§ Items
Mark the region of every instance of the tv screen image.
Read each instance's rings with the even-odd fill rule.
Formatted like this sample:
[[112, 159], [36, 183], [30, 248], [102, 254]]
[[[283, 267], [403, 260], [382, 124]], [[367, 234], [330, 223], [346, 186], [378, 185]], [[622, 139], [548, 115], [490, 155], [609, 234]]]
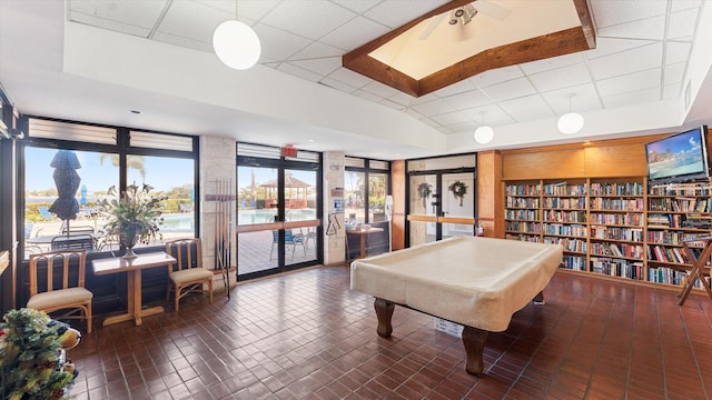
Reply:
[[706, 179], [706, 127], [695, 128], [645, 144], [651, 181]]

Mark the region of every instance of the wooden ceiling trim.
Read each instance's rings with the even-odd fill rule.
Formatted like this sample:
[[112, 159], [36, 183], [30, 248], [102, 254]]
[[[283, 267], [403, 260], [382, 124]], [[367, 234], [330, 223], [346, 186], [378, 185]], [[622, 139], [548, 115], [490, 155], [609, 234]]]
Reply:
[[581, 27], [543, 34], [515, 43], [500, 46], [474, 54], [463, 61], [416, 80], [368, 54], [421, 21], [473, 2], [455, 0], [421, 16], [413, 21], [349, 51], [342, 58], [342, 64], [380, 83], [395, 88], [413, 97], [421, 97], [445, 88], [461, 80], [487, 70], [543, 60], [595, 48], [595, 33], [586, 0], [572, 0], [576, 8]]

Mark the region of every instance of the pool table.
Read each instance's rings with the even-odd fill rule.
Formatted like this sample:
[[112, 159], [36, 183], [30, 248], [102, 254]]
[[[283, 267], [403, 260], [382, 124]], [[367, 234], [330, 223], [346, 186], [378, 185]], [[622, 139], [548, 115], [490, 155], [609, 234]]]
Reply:
[[383, 338], [395, 304], [462, 324], [465, 370], [479, 376], [487, 333], [507, 329], [530, 301], [543, 303], [562, 256], [561, 244], [449, 238], [352, 262], [350, 288], [376, 298]]

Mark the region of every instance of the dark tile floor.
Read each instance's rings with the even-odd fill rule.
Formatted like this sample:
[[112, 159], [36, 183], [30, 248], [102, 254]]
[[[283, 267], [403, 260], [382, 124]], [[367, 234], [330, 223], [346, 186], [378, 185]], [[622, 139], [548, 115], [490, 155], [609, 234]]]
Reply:
[[184, 300], [179, 312], [85, 334], [75, 399], [705, 399], [712, 300], [568, 273], [546, 306], [491, 333], [485, 374], [462, 341], [396, 307], [376, 336], [373, 299], [323, 267]]

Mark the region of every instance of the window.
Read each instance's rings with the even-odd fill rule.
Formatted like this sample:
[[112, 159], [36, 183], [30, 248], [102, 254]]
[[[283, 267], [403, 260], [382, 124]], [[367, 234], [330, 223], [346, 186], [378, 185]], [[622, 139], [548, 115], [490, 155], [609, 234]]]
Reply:
[[51, 250], [62, 236], [91, 238], [87, 248], [93, 252], [119, 250], [115, 238], [101, 236], [105, 217], [96, 207], [112, 186], [148, 183], [151, 194], [167, 197], [162, 241], [195, 236], [194, 142], [185, 136], [31, 119], [22, 141], [24, 258]]
[[374, 223], [386, 220], [386, 196], [390, 191], [389, 163], [345, 158], [344, 197], [347, 223]]

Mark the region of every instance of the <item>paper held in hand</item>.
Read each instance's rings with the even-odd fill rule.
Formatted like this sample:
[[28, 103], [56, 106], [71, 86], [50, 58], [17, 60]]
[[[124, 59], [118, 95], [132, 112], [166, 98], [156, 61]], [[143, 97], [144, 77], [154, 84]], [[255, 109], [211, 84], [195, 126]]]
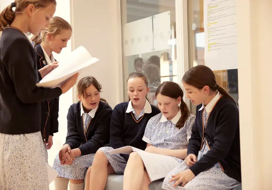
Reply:
[[46, 163], [46, 167], [47, 169], [47, 174], [48, 175], [48, 183], [50, 184], [58, 175], [58, 172], [50, 166], [47, 163]]
[[80, 46], [58, 62], [58, 67], [47, 74], [37, 86], [48, 88], [60, 87], [77, 73], [99, 61], [93, 57], [83, 46]]
[[151, 182], [165, 177], [179, 165], [177, 161], [171, 156], [150, 153], [130, 146], [110, 151], [109, 153], [129, 154], [132, 152], [138, 153], [142, 158]]

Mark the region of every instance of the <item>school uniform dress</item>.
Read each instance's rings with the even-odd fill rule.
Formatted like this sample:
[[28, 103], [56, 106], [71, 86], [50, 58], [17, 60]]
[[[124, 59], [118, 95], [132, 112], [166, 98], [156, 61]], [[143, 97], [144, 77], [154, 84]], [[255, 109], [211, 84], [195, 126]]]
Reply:
[[142, 140], [146, 124], [149, 119], [160, 112], [147, 100], [139, 116], [131, 101], [116, 105], [113, 109], [110, 128], [110, 147], [99, 149], [104, 153], [115, 173], [124, 174], [129, 155], [111, 154], [108, 151], [125, 146], [131, 146], [144, 150], [146, 143]]
[[[183, 127], [179, 129], [176, 125], [181, 116], [181, 113], [179, 111], [169, 120], [167, 120], [162, 113], [152, 118], [146, 125], [143, 140], [159, 148], [187, 149], [195, 116], [190, 114]], [[173, 158], [180, 163], [183, 161], [180, 158]]]
[[[40, 44], [34, 48], [37, 53], [37, 66], [38, 70], [47, 65], [51, 64], [56, 61], [52, 54], [49, 57]], [[41, 79], [40, 79], [41, 80]], [[56, 98], [46, 100], [41, 103], [41, 132], [44, 142], [46, 160], [48, 163], [48, 156], [46, 144], [49, 135], [53, 136], [53, 134], [58, 132], [59, 98]]]
[[53, 167], [61, 177], [84, 179], [85, 172], [91, 166], [97, 150], [105, 144], [108, 146], [111, 108], [100, 101], [95, 109], [86, 113], [82, 104], [79, 102], [69, 108], [64, 144], [70, 145], [71, 149], [79, 148], [81, 155], [76, 157], [71, 165], [60, 165], [58, 154], [56, 155]]
[[36, 53], [20, 30], [0, 38], [0, 189], [48, 189], [41, 135], [40, 102], [59, 97], [59, 88], [37, 87]]
[[[183, 162], [165, 177], [162, 188], [166, 190], [233, 189], [241, 181], [237, 107], [219, 93], [207, 106], [200, 105], [197, 110], [187, 154], [195, 154], [197, 161], [190, 167]], [[171, 176], [188, 169], [195, 177], [184, 187], [173, 187], [175, 182], [169, 182]]]

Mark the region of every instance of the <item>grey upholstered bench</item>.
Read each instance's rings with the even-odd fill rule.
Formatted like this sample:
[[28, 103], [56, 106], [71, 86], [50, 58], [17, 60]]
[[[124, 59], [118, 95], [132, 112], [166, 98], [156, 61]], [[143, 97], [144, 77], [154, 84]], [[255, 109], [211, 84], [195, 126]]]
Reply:
[[[109, 175], [105, 190], [123, 190], [123, 179], [122, 175]], [[149, 190], [162, 190], [162, 181], [153, 182], [149, 185]], [[242, 190], [241, 186], [237, 187], [235, 190]]]

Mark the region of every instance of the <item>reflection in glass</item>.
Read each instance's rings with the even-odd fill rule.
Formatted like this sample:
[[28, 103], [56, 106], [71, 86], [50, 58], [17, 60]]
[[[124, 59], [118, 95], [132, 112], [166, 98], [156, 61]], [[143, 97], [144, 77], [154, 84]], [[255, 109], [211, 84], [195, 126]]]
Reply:
[[[188, 0], [190, 68], [205, 65], [203, 0]], [[219, 64], [220, 63], [219, 63]], [[214, 71], [217, 84], [226, 90], [238, 104], [237, 69]], [[191, 104], [195, 114], [196, 106]]]
[[[159, 46], [166, 45], [167, 49], [157, 51], [158, 50], [154, 47], [154, 49], [150, 49], [149, 52], [129, 56], [124, 55], [125, 91], [126, 91], [127, 89], [127, 84], [125, 83], [129, 74], [135, 71], [143, 72], [146, 75], [149, 81], [150, 90], [149, 97], [152, 103], [157, 106], [155, 93], [160, 84], [165, 81], [178, 82], [175, 0], [122, 0], [122, 2], [123, 26], [127, 23], [150, 17], [154, 25], [154, 19], [160, 19], [159, 16], [155, 17], [155, 15], [164, 13], [165, 16], [168, 17], [169, 20], [166, 20], [170, 23], [170, 25], [166, 27], [162, 25], [162, 31], [154, 32], [153, 26], [153, 39], [147, 36], [139, 36], [135, 37], [133, 40], [132, 39], [129, 39], [131, 43], [134, 44], [141, 43], [144, 41], [150, 42], [153, 43], [153, 46], [154, 41], [156, 40], [156, 44], [157, 44]], [[158, 20], [157, 20], [156, 21]], [[162, 20], [162, 23], [165, 20]], [[159, 26], [159, 27], [160, 26]], [[156, 28], [155, 27], [155, 29]], [[123, 29], [124, 33], [124, 27]], [[126, 39], [124, 40], [123, 48], [125, 50], [129, 43]], [[125, 100], [128, 100], [127, 94], [125, 93]]]

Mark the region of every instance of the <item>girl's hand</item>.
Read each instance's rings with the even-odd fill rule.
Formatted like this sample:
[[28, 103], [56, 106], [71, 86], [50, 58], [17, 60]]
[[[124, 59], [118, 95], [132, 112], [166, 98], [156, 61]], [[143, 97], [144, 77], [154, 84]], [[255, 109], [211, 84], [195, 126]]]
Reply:
[[158, 150], [159, 148], [153, 146], [149, 146], [145, 148], [145, 151], [150, 153], [157, 154]]
[[195, 164], [197, 161], [196, 156], [193, 154], [190, 154], [185, 158], [185, 163], [189, 167]]
[[194, 179], [195, 177], [193, 172], [190, 169], [187, 169], [179, 173], [172, 176], [173, 178], [169, 181], [172, 182], [176, 181], [173, 185], [174, 187], [175, 187], [180, 184], [181, 184], [182, 187], [184, 187], [186, 183]]
[[52, 147], [53, 145], [53, 136], [52, 135], [49, 135], [49, 137], [48, 138], [48, 141], [47, 141], [47, 143], [46, 145], [46, 148], [47, 150], [50, 149]]
[[65, 160], [65, 153], [66, 152], [71, 153], [71, 147], [69, 144], [65, 144], [61, 148], [58, 153], [58, 158], [60, 161], [60, 163], [63, 164]]
[[39, 70], [39, 72], [40, 72], [40, 74], [41, 74], [41, 78], [44, 77], [46, 75], [52, 70], [53, 69], [58, 67], [58, 62], [57, 61], [54, 62], [52, 64], [45, 65]]

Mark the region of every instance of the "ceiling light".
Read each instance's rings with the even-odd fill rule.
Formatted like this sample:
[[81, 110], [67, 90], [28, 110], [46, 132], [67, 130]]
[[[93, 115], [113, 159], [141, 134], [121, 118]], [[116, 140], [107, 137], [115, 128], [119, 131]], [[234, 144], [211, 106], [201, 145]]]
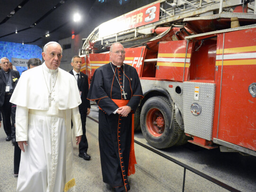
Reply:
[[81, 19], [81, 16], [79, 13], [75, 13], [73, 17], [73, 19], [75, 22], [78, 22]]

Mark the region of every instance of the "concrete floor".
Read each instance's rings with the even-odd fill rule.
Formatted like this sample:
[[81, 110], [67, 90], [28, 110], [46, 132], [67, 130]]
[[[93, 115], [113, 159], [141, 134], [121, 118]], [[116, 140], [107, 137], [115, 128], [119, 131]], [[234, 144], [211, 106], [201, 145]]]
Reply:
[[[102, 182], [98, 140], [98, 124], [87, 118], [86, 135], [89, 144], [90, 161], [78, 157], [78, 148], [73, 144], [74, 176], [76, 191], [113, 192]], [[6, 142], [3, 127], [0, 128], [0, 192], [16, 191], [17, 178], [13, 175], [14, 146]], [[74, 137], [73, 137], [74, 140]], [[131, 192], [182, 192], [183, 168], [135, 143], [137, 164], [136, 173], [129, 177]], [[227, 191], [189, 171], [186, 172], [185, 192]]]

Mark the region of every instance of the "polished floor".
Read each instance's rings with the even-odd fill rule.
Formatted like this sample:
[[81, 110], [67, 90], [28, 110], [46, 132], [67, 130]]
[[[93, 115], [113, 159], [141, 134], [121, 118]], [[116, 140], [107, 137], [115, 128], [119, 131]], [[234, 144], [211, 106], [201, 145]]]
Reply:
[[[78, 146], [73, 144], [76, 191], [113, 192], [102, 182], [98, 124], [87, 118], [86, 130], [89, 144], [88, 152], [91, 156], [91, 159], [86, 161], [79, 158]], [[13, 175], [14, 147], [10, 141], [5, 141], [5, 138], [2, 126], [0, 128], [0, 192], [12, 192], [16, 191], [17, 181], [17, 178]], [[136, 143], [135, 147], [137, 164], [136, 174], [128, 178], [130, 192], [182, 191], [183, 167]], [[186, 171], [185, 181], [185, 192], [228, 191], [189, 171]]]

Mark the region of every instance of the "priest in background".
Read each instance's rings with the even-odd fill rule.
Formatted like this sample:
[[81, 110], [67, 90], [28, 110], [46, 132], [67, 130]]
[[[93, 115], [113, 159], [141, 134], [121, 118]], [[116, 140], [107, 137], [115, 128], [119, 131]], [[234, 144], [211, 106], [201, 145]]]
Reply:
[[136, 69], [123, 63], [125, 50], [119, 42], [110, 47], [111, 62], [94, 72], [87, 98], [96, 101], [99, 143], [103, 182], [116, 192], [130, 189], [128, 176], [135, 173], [132, 121], [143, 97]]
[[81, 100], [75, 79], [58, 67], [60, 45], [49, 42], [42, 55], [45, 62], [23, 73], [10, 100], [17, 105], [16, 141], [23, 151], [18, 192], [67, 192], [75, 185], [71, 120], [78, 145]]

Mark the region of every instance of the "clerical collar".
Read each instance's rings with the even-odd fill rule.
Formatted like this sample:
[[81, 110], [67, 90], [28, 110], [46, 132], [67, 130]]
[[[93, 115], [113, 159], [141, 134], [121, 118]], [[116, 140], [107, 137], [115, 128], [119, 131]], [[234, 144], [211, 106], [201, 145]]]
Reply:
[[113, 62], [112, 62], [112, 61], [111, 62], [111, 63], [112, 63], [112, 64], [114, 65], [114, 66], [115, 66], [115, 67], [118, 67], [118, 68], [120, 68], [120, 67], [121, 67], [122, 66], [124, 65], [124, 64], [123, 64], [123, 63], [122, 64], [122, 65], [120, 65], [120, 66], [116, 65], [115, 65], [114, 63], [113, 63]]
[[43, 69], [45, 71], [47, 71], [48, 73], [55, 73], [58, 72], [58, 67], [56, 69], [50, 69], [47, 67], [45, 62], [44, 62], [44, 63], [42, 64], [42, 66], [43, 66]]
[[80, 75], [80, 72], [79, 71], [79, 73], [77, 73], [76, 71], [75, 71], [74, 70], [73, 70], [73, 73], [74, 74], [74, 75], [76, 75], [76, 74], [79, 74]]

§ Instructions for the task
Extract the entries verbatim, starting at the beginning of the entries and ending at the line that contains "[[706, 179], [706, 127], [695, 128], [645, 144], [651, 181]]", inclusive. Omit the pictures from the output.

§ Written response
Mark the region of every instance of the tv screen image.
Read each instance's rings with the even-odd fill rule.
Formatted like this sample:
[[112, 159], [36, 183], [30, 248], [102, 254]]
[[[283, 267], [403, 260], [382, 124]], [[367, 234], [330, 223], [346, 186], [378, 185]], [[622, 139], [548, 115], [490, 155], [609, 234]]]
Reply:
[[706, 179], [706, 127], [695, 128], [645, 144], [651, 181]]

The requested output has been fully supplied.